▸ Instruction: Which entries run from the line with "Instruction set for this micro-task: find gray" to the line with "[309,160,325,194]"? Print those lines, both ends included, with every character unchanged.

▸ Data rows:

+---+

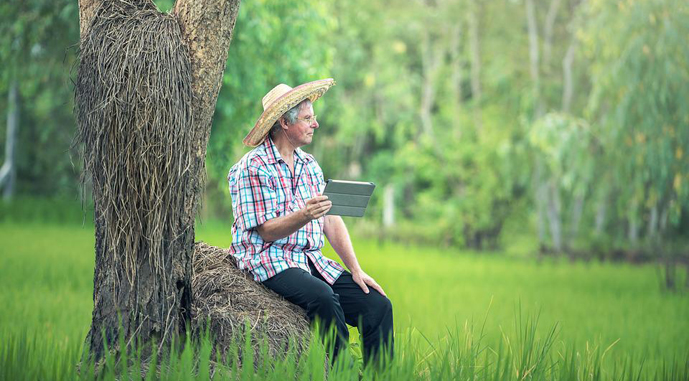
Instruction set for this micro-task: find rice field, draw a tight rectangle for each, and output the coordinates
[0,222,689,380]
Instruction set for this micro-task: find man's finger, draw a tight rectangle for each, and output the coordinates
[306,196,328,204]
[356,280,369,294]
[371,282,387,297]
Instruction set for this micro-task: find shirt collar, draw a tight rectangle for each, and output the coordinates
[263,135,311,164]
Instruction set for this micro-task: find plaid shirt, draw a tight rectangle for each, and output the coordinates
[227,136,344,284]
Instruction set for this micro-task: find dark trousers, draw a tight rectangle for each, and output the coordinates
[263,261,393,362]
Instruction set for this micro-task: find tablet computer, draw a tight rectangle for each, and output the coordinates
[323,179,376,217]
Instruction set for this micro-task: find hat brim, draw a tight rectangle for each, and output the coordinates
[242,78,335,147]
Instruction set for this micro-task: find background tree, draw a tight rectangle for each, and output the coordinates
[75,0,239,361]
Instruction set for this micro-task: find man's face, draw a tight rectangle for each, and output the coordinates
[285,101,318,147]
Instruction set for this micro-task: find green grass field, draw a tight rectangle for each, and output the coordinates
[0,223,689,379]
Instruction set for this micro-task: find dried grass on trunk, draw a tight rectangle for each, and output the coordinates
[75,0,196,359]
[76,1,193,284]
[192,242,310,364]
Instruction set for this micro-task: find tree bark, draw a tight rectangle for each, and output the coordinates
[526,0,544,120]
[467,0,483,131]
[543,0,561,73]
[0,79,19,201]
[76,0,239,362]
[420,28,439,140]
[548,179,562,253]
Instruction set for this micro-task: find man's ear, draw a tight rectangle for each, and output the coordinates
[279,117,289,130]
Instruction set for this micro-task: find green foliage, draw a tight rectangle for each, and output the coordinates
[581,0,689,240]
[0,224,689,380]
[0,0,689,253]
[0,0,79,196]
[207,0,335,212]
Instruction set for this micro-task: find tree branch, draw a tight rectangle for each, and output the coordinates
[79,0,103,38]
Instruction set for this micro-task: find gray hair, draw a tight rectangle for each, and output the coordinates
[269,98,311,135]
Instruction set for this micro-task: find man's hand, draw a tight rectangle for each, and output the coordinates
[352,270,387,297]
[302,196,333,221]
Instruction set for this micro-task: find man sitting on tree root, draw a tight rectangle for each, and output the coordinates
[227,79,393,361]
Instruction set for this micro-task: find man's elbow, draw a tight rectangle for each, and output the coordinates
[256,224,275,242]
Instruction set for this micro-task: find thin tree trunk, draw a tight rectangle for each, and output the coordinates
[543,0,561,73]
[533,157,548,249]
[562,36,576,113]
[420,28,438,140]
[383,184,395,228]
[548,180,562,253]
[627,205,639,243]
[0,79,19,201]
[76,0,239,362]
[594,198,608,236]
[646,204,658,239]
[450,22,463,140]
[567,195,584,248]
[467,0,483,131]
[526,0,544,120]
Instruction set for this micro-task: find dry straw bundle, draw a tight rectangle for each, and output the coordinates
[192,242,310,360]
[75,0,192,287]
[75,0,309,362]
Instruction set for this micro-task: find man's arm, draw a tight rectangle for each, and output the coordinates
[323,215,387,296]
[256,196,333,242]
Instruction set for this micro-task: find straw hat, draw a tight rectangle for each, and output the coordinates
[243,78,335,147]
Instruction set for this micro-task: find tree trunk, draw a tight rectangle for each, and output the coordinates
[562,36,576,113]
[75,0,239,362]
[419,28,439,140]
[543,0,561,70]
[467,0,483,131]
[548,180,562,253]
[0,79,19,201]
[526,0,544,120]
[383,184,395,228]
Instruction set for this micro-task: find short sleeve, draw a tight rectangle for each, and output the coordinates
[234,164,279,230]
[309,160,325,194]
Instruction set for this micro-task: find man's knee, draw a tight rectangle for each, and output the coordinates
[309,285,340,310]
[364,295,392,330]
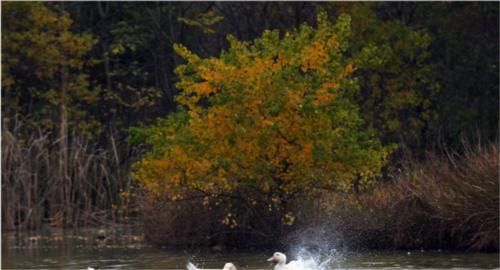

+---+

▸ Response to this exercise:
Instruction set for this micro-task: find gray hair, draw a tight rectangle for each, and output the coordinates
[269,98,311,135]
Instruction set for this micro-task: find man's hand, draw a tight rectangle for each, and output the coordinates
[352,270,387,297]
[302,196,333,221]
Instruction set for this micro-task: find man sitting on tree root, draw a tight rectangle for each, and output the coordinates
[227,79,393,361]
Instruction set for this micro-task: find man's elbow, draw a tight rectangle for each, and output the coordinates
[256,224,275,242]
Instruction set for this micro-task: find thin tree trunk, draw a tight rectangle for each, and output the coordinates
[543,0,561,73]
[533,157,548,249]
[562,36,576,113]
[420,28,438,140]
[383,184,395,228]
[548,180,562,253]
[627,205,639,243]
[0,79,19,201]
[76,0,239,362]
[594,198,608,236]
[646,204,658,239]
[450,22,463,140]
[567,195,584,248]
[467,0,483,131]
[526,0,544,120]
Instruction set for this micro-task: find dry straw bundle, draw a tight rectangle for each, and output the coordinates
[192,242,310,360]
[75,0,192,287]
[75,0,309,362]
Instruction set for this micro-task: find man's arm, draw a tight rectangle for each, and output the coordinates
[323,215,387,296]
[256,196,333,242]
Instruction set for this micro-task: find straw hat, draw a tight rectangle for each, and output the coordinates
[243,78,335,147]
Instruction set for this micro-task: find tree trunk, draw a tight rectangle for each, and output the coordinates
[562,36,576,113]
[75,0,239,362]
[419,28,439,140]
[543,0,561,70]
[467,0,483,131]
[548,180,562,253]
[0,79,19,201]
[526,0,544,120]
[383,184,395,228]
Instruction set for this micro-task: find short sleeve, draw a tight rectangle for each, and output the coordinates
[234,164,279,230]
[309,160,325,194]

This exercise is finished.